◆ AIM OF THE TASK
Your response must be made up of each line in the data below that contains the string "dress".

(Referring expression pointing data)
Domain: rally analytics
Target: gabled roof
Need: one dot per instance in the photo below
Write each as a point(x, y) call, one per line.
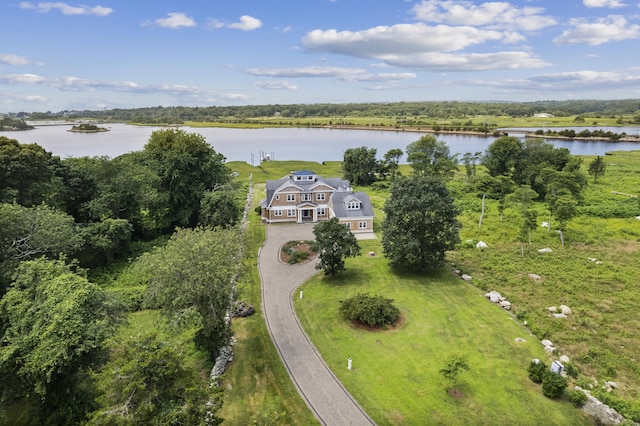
point(339, 203)
point(274, 186)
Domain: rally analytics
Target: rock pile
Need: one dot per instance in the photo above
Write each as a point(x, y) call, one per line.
point(241, 309)
point(496, 297)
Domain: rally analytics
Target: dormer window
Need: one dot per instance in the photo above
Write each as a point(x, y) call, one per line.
point(353, 205)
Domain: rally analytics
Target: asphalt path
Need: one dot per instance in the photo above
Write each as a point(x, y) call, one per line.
point(319, 387)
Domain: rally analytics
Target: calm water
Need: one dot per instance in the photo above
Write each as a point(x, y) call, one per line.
point(281, 144)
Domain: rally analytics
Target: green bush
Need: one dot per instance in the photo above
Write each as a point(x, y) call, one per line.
point(374, 311)
point(553, 385)
point(571, 370)
point(578, 397)
point(536, 371)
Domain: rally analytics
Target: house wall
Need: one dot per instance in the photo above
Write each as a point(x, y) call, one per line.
point(354, 225)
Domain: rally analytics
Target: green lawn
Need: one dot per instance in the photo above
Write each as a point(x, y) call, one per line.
point(395, 375)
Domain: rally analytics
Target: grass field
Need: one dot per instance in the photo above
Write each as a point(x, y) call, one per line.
point(395, 374)
point(395, 371)
point(424, 121)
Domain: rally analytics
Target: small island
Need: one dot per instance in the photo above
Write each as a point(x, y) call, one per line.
point(87, 128)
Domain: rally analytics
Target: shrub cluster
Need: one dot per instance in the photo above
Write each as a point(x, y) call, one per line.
point(374, 311)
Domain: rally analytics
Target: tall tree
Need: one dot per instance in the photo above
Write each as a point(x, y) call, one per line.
point(566, 207)
point(148, 382)
point(523, 198)
point(54, 325)
point(220, 208)
point(27, 172)
point(431, 157)
point(27, 233)
point(597, 168)
point(392, 161)
point(192, 279)
point(334, 243)
point(420, 223)
point(359, 165)
point(188, 167)
point(503, 156)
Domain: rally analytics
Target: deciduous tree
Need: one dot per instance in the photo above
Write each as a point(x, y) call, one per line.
point(54, 325)
point(431, 157)
point(333, 244)
point(188, 167)
point(192, 280)
point(359, 165)
point(148, 382)
point(420, 223)
point(597, 168)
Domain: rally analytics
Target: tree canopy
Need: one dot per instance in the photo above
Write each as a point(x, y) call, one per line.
point(359, 165)
point(188, 167)
point(192, 280)
point(431, 157)
point(420, 223)
point(333, 244)
point(54, 325)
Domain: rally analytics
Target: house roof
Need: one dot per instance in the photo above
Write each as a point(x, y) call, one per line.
point(340, 200)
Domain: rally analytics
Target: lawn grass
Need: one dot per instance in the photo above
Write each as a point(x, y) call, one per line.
point(395, 375)
point(258, 389)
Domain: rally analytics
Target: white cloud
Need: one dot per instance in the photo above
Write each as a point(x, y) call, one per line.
point(67, 9)
point(575, 81)
point(175, 20)
point(246, 23)
point(399, 39)
point(276, 85)
point(496, 15)
point(602, 30)
point(603, 3)
point(424, 47)
point(343, 74)
point(10, 59)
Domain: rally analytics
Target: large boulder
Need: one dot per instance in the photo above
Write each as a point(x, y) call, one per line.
point(494, 296)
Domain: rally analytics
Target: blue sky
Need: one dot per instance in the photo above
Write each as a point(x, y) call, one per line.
point(132, 53)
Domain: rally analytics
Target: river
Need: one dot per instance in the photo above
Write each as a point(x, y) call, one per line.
point(250, 145)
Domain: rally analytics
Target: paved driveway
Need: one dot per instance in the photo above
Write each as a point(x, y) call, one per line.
point(321, 390)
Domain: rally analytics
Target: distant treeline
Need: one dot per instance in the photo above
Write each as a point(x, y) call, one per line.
point(437, 110)
point(584, 134)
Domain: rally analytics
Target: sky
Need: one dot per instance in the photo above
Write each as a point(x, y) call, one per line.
point(106, 54)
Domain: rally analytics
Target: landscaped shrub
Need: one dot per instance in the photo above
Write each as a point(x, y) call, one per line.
point(374, 311)
point(571, 370)
point(536, 371)
point(578, 397)
point(553, 385)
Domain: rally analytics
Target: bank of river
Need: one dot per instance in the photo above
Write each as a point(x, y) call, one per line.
point(250, 145)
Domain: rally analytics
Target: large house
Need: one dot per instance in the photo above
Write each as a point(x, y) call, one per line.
point(303, 196)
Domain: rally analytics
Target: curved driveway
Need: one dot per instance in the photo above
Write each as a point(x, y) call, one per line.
point(321, 390)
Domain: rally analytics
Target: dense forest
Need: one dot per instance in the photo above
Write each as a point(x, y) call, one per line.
point(432, 109)
point(62, 335)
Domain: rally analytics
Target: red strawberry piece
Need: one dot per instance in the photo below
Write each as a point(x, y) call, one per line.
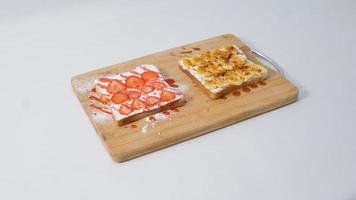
point(134, 82)
point(149, 76)
point(147, 89)
point(119, 97)
point(115, 86)
point(158, 85)
point(134, 94)
point(125, 109)
point(167, 95)
point(151, 100)
point(137, 104)
point(105, 80)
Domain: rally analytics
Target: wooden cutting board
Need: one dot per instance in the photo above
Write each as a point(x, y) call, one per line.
point(198, 116)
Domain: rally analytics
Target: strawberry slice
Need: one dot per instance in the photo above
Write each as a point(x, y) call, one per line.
point(125, 109)
point(147, 89)
point(137, 104)
point(134, 94)
point(151, 100)
point(167, 95)
point(115, 86)
point(134, 82)
point(149, 76)
point(158, 85)
point(119, 97)
point(105, 80)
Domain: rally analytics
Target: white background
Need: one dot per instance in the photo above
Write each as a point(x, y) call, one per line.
point(49, 150)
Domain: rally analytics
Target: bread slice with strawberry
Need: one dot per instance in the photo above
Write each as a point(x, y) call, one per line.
point(136, 94)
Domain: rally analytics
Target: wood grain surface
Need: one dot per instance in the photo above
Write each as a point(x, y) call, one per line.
point(198, 116)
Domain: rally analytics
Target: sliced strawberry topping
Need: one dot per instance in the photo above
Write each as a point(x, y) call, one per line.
point(167, 95)
point(149, 76)
point(147, 89)
point(134, 82)
point(158, 85)
point(134, 94)
point(119, 97)
point(152, 100)
point(125, 109)
point(105, 80)
point(137, 104)
point(115, 86)
point(101, 85)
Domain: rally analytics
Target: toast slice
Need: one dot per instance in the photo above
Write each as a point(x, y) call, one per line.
point(135, 94)
point(219, 71)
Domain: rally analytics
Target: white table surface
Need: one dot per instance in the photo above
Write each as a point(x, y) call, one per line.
point(49, 150)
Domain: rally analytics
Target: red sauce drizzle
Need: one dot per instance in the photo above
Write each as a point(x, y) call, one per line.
point(152, 118)
point(246, 89)
point(97, 99)
point(134, 72)
point(100, 108)
point(101, 85)
point(236, 93)
point(254, 86)
point(186, 52)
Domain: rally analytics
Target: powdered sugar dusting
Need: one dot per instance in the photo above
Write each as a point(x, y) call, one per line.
point(101, 117)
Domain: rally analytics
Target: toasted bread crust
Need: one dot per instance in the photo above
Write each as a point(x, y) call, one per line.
point(127, 120)
point(223, 92)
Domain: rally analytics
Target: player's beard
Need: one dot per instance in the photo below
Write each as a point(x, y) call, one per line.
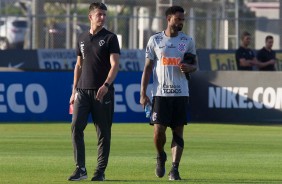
point(177, 27)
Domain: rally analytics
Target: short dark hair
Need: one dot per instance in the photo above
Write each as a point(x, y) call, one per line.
point(173, 9)
point(244, 34)
point(97, 5)
point(268, 37)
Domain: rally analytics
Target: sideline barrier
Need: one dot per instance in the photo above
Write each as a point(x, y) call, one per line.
point(44, 96)
point(130, 60)
point(236, 96)
point(215, 97)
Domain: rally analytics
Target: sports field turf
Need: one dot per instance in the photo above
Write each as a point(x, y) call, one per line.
point(214, 153)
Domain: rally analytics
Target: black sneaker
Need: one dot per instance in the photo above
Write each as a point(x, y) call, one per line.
point(78, 174)
point(98, 176)
point(174, 174)
point(160, 166)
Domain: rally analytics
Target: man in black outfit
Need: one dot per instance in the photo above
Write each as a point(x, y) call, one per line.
point(266, 56)
point(245, 57)
point(93, 93)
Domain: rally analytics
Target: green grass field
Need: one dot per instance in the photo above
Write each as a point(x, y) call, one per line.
point(214, 153)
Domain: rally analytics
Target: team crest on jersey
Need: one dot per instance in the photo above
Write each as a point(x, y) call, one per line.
point(182, 47)
point(101, 42)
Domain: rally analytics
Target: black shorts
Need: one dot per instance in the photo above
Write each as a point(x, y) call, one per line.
point(170, 111)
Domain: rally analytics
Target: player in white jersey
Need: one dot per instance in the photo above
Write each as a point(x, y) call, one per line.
point(167, 54)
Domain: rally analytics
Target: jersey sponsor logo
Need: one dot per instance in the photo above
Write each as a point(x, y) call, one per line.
point(101, 43)
point(182, 47)
point(171, 61)
point(171, 89)
point(171, 46)
point(158, 38)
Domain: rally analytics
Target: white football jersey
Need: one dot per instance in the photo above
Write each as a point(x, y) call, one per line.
point(167, 53)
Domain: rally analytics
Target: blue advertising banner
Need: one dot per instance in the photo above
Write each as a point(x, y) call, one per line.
point(44, 96)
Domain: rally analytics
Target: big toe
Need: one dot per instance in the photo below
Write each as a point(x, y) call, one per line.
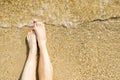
point(31, 35)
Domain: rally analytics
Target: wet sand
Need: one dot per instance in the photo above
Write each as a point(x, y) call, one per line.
point(81, 46)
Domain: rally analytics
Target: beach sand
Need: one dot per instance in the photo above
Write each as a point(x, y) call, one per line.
point(83, 37)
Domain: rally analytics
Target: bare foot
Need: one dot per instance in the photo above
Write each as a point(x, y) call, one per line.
point(31, 38)
point(39, 29)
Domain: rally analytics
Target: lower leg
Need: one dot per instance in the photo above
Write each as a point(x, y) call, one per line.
point(45, 67)
point(29, 72)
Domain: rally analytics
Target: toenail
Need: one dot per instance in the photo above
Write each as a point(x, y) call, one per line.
point(32, 30)
point(34, 21)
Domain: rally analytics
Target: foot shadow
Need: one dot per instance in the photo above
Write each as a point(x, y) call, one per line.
point(27, 53)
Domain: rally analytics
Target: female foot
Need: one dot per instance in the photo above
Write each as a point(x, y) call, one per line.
point(31, 38)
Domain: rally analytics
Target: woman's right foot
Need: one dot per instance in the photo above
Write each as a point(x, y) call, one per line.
point(39, 29)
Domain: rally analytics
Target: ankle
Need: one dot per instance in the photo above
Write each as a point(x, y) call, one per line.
point(42, 44)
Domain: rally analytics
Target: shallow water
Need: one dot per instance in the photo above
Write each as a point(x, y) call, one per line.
point(83, 37)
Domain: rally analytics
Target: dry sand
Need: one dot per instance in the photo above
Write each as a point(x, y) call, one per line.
point(83, 44)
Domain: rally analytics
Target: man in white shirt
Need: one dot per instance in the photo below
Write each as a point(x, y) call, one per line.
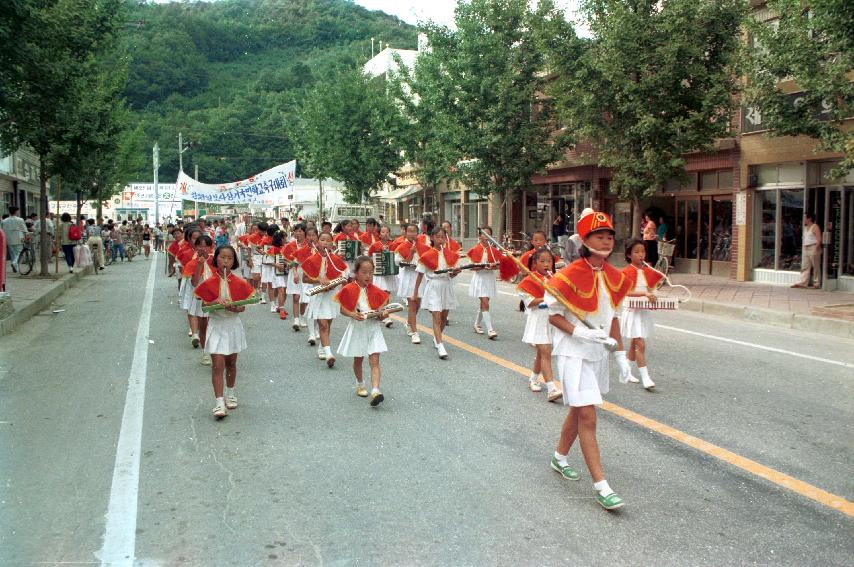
point(15, 229)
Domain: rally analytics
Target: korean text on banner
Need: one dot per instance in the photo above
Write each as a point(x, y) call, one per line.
point(273, 184)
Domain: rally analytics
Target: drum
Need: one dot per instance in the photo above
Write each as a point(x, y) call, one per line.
point(286, 267)
point(349, 249)
point(384, 264)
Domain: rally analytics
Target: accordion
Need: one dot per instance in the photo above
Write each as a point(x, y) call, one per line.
point(384, 264)
point(279, 260)
point(349, 249)
point(661, 303)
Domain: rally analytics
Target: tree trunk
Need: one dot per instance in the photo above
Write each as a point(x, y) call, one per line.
point(636, 218)
point(44, 249)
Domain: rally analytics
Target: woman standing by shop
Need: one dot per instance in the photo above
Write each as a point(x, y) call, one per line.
point(650, 239)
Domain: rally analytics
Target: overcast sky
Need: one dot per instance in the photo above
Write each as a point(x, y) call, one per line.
point(442, 11)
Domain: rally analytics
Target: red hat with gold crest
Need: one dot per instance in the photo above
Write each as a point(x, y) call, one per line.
point(593, 222)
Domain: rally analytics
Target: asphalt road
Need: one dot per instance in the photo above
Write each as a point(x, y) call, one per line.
point(452, 469)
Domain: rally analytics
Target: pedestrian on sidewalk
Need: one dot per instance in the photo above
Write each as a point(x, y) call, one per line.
point(811, 255)
point(15, 229)
point(582, 336)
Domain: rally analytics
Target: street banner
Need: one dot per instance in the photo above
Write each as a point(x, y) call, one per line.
point(264, 188)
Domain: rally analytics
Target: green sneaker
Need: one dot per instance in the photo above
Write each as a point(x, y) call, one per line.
point(610, 502)
point(565, 471)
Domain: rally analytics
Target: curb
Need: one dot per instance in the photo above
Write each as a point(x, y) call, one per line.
point(19, 317)
point(822, 325)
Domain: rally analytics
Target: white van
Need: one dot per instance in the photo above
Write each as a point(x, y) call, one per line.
point(359, 212)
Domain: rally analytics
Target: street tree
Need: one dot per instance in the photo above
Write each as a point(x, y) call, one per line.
point(813, 46)
point(477, 110)
point(55, 64)
point(350, 130)
point(655, 83)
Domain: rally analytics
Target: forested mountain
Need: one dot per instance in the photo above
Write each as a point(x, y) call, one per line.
point(228, 74)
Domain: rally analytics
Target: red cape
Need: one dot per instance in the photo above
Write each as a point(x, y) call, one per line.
point(210, 290)
point(348, 296)
point(579, 284)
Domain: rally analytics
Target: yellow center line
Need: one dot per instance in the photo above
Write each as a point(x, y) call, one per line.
point(780, 479)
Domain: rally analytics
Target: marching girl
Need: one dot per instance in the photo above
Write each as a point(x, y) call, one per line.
point(538, 331)
point(438, 297)
point(294, 284)
point(636, 324)
point(364, 337)
point(585, 327)
point(187, 252)
point(406, 254)
point(320, 268)
point(267, 270)
point(484, 281)
point(302, 254)
point(259, 231)
point(279, 283)
point(385, 283)
point(199, 269)
point(226, 336)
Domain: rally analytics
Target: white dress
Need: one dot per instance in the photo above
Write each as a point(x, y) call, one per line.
point(637, 323)
point(582, 367)
point(362, 338)
point(438, 294)
point(538, 330)
point(225, 333)
point(406, 278)
point(484, 284)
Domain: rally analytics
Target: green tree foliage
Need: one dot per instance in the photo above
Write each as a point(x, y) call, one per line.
point(230, 74)
point(654, 83)
point(476, 110)
point(54, 84)
point(814, 47)
point(349, 130)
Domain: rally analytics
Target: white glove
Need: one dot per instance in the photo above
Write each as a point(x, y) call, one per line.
point(598, 336)
point(623, 363)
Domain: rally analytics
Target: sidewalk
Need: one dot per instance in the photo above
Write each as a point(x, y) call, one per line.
point(825, 312)
point(32, 294)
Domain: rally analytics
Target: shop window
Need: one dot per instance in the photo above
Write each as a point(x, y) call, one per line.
point(779, 215)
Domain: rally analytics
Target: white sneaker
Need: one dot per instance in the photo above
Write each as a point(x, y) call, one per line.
point(443, 354)
point(220, 411)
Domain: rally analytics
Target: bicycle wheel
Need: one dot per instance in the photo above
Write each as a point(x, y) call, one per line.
point(25, 261)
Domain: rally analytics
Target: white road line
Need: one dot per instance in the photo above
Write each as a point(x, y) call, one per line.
point(733, 341)
point(120, 531)
point(754, 345)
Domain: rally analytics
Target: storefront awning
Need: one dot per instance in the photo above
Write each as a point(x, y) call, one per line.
point(401, 193)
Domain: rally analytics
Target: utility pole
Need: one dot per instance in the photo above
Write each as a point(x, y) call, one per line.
point(196, 203)
point(155, 155)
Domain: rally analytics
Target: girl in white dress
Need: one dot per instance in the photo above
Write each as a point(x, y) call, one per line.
point(438, 297)
point(319, 269)
point(637, 324)
point(363, 336)
point(226, 336)
point(538, 331)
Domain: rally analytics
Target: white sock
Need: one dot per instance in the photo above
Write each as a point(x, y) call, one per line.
point(487, 320)
point(602, 487)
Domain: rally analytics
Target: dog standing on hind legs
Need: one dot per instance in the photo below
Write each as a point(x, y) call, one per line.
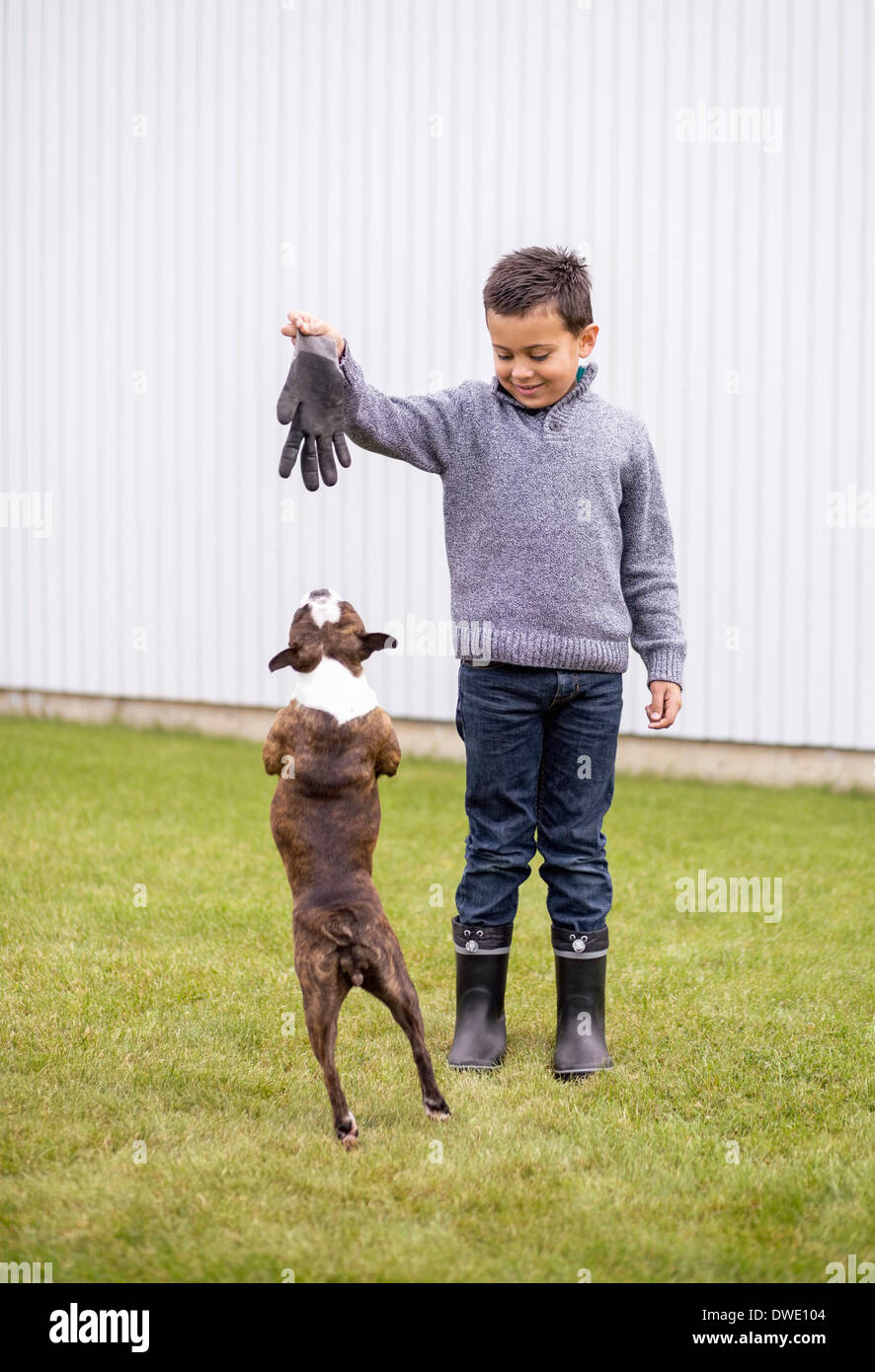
point(329, 746)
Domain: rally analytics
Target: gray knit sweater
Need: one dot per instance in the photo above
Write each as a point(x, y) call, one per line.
point(558, 535)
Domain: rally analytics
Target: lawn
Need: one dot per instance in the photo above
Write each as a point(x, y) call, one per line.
point(146, 951)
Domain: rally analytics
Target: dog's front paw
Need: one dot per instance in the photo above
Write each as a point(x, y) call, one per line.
point(348, 1132)
point(436, 1107)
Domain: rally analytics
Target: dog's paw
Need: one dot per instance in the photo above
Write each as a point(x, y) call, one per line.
point(436, 1107)
point(348, 1132)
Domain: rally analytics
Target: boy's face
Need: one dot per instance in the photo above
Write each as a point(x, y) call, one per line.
point(536, 357)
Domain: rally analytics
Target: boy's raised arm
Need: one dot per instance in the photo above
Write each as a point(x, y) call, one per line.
point(421, 429)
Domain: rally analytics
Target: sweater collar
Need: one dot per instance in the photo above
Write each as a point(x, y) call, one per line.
point(577, 391)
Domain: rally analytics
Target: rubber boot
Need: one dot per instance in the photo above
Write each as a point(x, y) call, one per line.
point(482, 953)
point(582, 959)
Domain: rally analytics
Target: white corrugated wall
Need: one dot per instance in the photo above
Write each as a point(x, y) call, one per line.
point(179, 173)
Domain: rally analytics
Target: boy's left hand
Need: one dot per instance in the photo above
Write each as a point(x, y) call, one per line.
point(664, 704)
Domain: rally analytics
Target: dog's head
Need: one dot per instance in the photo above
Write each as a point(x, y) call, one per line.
point(324, 626)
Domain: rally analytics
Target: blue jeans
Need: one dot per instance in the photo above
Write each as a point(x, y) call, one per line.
point(540, 748)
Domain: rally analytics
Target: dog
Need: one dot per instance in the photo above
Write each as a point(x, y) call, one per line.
point(329, 746)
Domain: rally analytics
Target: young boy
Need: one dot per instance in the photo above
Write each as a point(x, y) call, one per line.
point(559, 548)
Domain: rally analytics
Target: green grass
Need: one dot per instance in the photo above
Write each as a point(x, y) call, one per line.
point(162, 1023)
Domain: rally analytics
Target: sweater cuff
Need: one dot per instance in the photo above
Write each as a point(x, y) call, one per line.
point(667, 664)
point(320, 343)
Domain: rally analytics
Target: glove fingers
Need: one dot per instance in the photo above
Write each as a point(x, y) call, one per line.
point(343, 452)
point(326, 460)
point(290, 453)
point(309, 470)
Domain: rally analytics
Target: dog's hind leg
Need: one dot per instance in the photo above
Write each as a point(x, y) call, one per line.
point(394, 988)
point(322, 1006)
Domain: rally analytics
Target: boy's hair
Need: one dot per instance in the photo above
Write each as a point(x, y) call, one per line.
point(530, 277)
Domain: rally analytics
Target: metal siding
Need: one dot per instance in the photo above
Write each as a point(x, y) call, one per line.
point(371, 161)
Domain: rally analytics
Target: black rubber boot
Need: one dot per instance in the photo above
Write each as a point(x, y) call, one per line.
point(580, 1002)
point(482, 953)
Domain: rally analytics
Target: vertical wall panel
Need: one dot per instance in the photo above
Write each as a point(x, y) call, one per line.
point(179, 173)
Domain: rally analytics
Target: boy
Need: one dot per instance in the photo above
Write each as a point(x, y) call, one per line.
point(559, 548)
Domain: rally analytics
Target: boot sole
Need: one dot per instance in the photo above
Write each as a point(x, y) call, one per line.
point(475, 1066)
point(583, 1072)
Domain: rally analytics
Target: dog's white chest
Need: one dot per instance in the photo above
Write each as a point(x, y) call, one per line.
point(334, 689)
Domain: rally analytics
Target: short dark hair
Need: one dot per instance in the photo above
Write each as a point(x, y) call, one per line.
point(530, 277)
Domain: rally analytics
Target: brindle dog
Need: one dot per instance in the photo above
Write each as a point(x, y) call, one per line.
point(329, 745)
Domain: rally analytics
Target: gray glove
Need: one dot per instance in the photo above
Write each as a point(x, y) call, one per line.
point(312, 402)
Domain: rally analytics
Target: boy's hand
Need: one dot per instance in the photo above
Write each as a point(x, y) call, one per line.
point(309, 324)
point(312, 402)
point(664, 704)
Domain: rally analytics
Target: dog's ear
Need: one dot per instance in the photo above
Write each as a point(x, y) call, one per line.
point(375, 644)
point(304, 653)
point(284, 658)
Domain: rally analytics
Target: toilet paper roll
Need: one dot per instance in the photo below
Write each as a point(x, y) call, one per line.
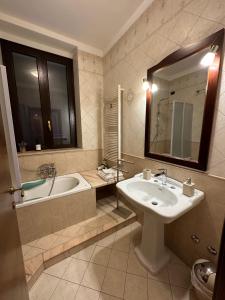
point(211, 281)
point(147, 173)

◆ ANSWER BOX
Target: white dress
Target: girl in white dress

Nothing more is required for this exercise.